Brief: Restate the data word for word and leave the images out.

[Spatial localization data]
++++++

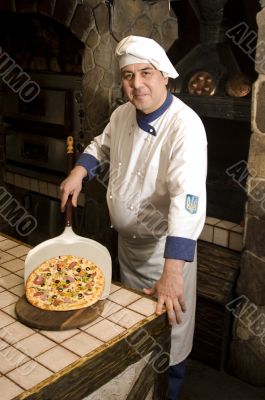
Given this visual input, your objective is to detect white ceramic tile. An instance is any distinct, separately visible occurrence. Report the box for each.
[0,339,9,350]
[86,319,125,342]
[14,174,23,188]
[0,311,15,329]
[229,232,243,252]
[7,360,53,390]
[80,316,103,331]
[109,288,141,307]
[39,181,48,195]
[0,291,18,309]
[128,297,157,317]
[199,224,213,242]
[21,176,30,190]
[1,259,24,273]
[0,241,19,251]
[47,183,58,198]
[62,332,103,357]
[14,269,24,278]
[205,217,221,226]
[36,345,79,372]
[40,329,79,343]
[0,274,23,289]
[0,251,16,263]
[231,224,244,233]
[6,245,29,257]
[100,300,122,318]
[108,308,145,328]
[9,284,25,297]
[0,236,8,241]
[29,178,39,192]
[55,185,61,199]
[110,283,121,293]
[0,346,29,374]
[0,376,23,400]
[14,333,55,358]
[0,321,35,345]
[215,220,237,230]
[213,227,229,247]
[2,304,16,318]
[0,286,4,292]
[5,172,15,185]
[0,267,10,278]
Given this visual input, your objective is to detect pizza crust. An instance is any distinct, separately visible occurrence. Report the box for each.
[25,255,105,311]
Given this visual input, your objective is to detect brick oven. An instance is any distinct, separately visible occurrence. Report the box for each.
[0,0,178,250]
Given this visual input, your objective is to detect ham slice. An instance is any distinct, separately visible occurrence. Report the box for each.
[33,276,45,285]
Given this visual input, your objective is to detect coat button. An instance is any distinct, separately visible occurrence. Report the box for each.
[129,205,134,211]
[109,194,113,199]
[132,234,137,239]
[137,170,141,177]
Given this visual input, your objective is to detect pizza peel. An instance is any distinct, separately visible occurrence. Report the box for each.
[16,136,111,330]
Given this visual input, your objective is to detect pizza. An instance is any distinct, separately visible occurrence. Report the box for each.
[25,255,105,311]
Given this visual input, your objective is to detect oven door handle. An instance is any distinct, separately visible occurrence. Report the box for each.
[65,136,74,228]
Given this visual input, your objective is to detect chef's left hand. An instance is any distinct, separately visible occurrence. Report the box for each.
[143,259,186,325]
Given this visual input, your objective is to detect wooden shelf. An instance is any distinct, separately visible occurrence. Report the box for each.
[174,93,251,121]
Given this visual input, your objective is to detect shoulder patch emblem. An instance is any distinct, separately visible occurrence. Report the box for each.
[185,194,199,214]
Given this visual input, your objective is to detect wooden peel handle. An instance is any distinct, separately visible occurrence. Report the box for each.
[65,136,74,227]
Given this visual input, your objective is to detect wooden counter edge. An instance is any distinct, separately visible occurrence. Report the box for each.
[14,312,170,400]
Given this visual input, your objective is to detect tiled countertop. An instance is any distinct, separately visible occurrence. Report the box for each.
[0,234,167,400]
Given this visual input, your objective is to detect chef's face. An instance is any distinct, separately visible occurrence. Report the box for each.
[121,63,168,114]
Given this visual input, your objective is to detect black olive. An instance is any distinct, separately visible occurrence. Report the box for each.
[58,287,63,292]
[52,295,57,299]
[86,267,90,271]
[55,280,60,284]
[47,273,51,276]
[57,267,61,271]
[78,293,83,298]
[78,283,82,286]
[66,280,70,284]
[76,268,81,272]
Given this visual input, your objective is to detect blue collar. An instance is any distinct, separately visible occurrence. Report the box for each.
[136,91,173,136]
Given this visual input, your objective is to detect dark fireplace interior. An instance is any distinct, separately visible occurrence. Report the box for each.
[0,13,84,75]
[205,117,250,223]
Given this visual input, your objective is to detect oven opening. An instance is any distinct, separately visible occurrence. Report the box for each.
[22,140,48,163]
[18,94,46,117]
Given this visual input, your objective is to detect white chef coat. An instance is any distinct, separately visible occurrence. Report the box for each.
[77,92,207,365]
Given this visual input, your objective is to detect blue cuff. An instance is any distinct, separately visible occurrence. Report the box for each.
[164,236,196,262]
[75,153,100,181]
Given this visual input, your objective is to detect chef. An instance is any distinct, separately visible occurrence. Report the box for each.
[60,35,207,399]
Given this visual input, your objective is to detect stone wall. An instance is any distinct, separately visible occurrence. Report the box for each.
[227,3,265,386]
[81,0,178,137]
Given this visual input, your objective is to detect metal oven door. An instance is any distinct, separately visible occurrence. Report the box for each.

++++++

Output of the task:
Given this visual input, your objective is to detect white ceramic tile. An instance is any distinct, separately visible occurrence. Report the box for each.
[0,339,9,350]
[86,319,125,342]
[14,174,23,188]
[0,311,15,329]
[229,232,243,252]
[7,360,53,390]
[80,316,103,331]
[109,288,141,307]
[39,181,48,195]
[0,291,18,309]
[128,297,157,317]
[199,224,213,242]
[21,176,30,190]
[1,259,24,273]
[0,241,19,251]
[47,183,58,198]
[62,332,103,357]
[14,269,24,278]
[205,217,221,226]
[36,345,79,372]
[40,329,79,343]
[0,274,23,289]
[0,251,16,263]
[231,224,244,233]
[6,245,29,257]
[100,300,122,318]
[108,308,145,328]
[9,284,25,297]
[0,236,8,241]
[29,178,39,192]
[55,185,61,199]
[110,283,121,293]
[0,346,29,374]
[0,376,23,400]
[14,333,55,358]
[0,321,35,345]
[215,220,237,230]
[213,227,229,247]
[2,304,16,318]
[0,286,4,292]
[5,172,15,185]
[0,267,10,278]
Given this visual input, your objective is to detect pizza crust. An instance is any distinct, separately visible occurrence. Report the box for each.
[25,255,105,311]
Given this visual input, your objective is to detect brick oven. An instance is any distinct, separately visible occurrence. Report the box for each.
[0,0,178,250]
Given this visual input, your objective is to detect ham slice. An instance is any distinct, separately visible occurrence. Report the box for each.
[33,276,45,285]
Given this visual input, your objective is to detect coat button. An instance is any distinct, separately visible occurrence. Report the box for each.
[129,205,134,211]
[109,194,113,199]
[132,234,137,239]
[137,170,141,177]
Given this visual input, your objective is to detect pizza peel. An instance is any distinct, separately visible occurrence. Report the box for each.
[16,136,111,330]
Given this visual input, your objective is to detect pizza. An instance is any distinct, separately visible occurrence. Report the box for each.
[25,255,105,311]
Given this visual input, your objective is to detect oven door handle. An instance is any distinct, separately visible occurrence. Report the box for each.
[65,136,74,228]
Given this visual input, your objective is to detect chef's left hand. An instance is any distinct, separately visible occurrence. Report the box for each.
[143,259,186,325]
Given this visual input, your objective is to detect wooden shelf. An instance is any distinct, separately visible occurrence. Report the box for each.
[174,93,251,121]
Given this visual input, your objective is to detect shoulder patch emblem. An instance is any distinct, separately visible occurrence. Report the box for each.
[185,194,199,214]
Given this visual input, your objective is to detect wooden peel handle. An instance is any distinct, separately visible occurrence. Report the box for each.
[65,136,74,227]
Given this visual input, your objective is to detect wooden counter edge. An instance is any distinct, separately visible occurrence. Report the box for each.
[14,312,170,400]
Given this visual input, your objective is to detect tiled countertop. An instance is any distinct, separately visible occurrence. Report the box for each.
[0,234,167,400]
Given this visual input, your objective is to detect chef's face. An instance is any distinct, separately visible occurrence. Report the box for each.
[121,63,168,114]
Given this visual input, your objective is to detect black olive. An instance is any distinct, separately visible occurrence. Report the box for each.
[58,287,63,292]
[52,295,57,299]
[86,267,90,271]
[55,280,60,284]
[47,273,51,276]
[57,267,61,271]
[78,293,83,298]
[78,283,82,286]
[66,280,70,284]
[76,268,81,272]
Given this visual input, your objective is to detect blue collar. An instance is any distinct, separately visible occurrence. Report the box for each.
[136,91,173,136]
Given this visual input, your objective is to detect dark fireplace interior. An instance is any distinct, separately visible occurrence. Report the box for each.
[0,13,84,75]
[205,117,250,223]
Given this visual input, your objective is to detect oven opening. An instance is any distinct, separately visible occurrence. Report the box for each.
[22,140,48,163]
[18,94,46,117]
Given this visual input, your objective is to detect white chef coat. An instance is any distinct, separately visible occurrence. Report the box for each.
[77,92,207,365]
Given this visual input, your objective is to detect blue cuff. An instance is any distinct, separately visible occurrence. Report the box for each.
[164,236,196,262]
[75,153,100,181]
Given this visual input, your objective is to detect chef. An instance is any distinct, separately visible occurrence. Report the box for each.
[60,35,207,399]
Given this visual input, your objective is to detect stone wall. An instance is any distinct, separately visible occurrence. Report the box for each.
[227,3,265,386]
[81,0,178,137]
Given this visual input, your objective is to detect metal oven door. An instance is any distinct, separately visible occurrence. Report the box for each.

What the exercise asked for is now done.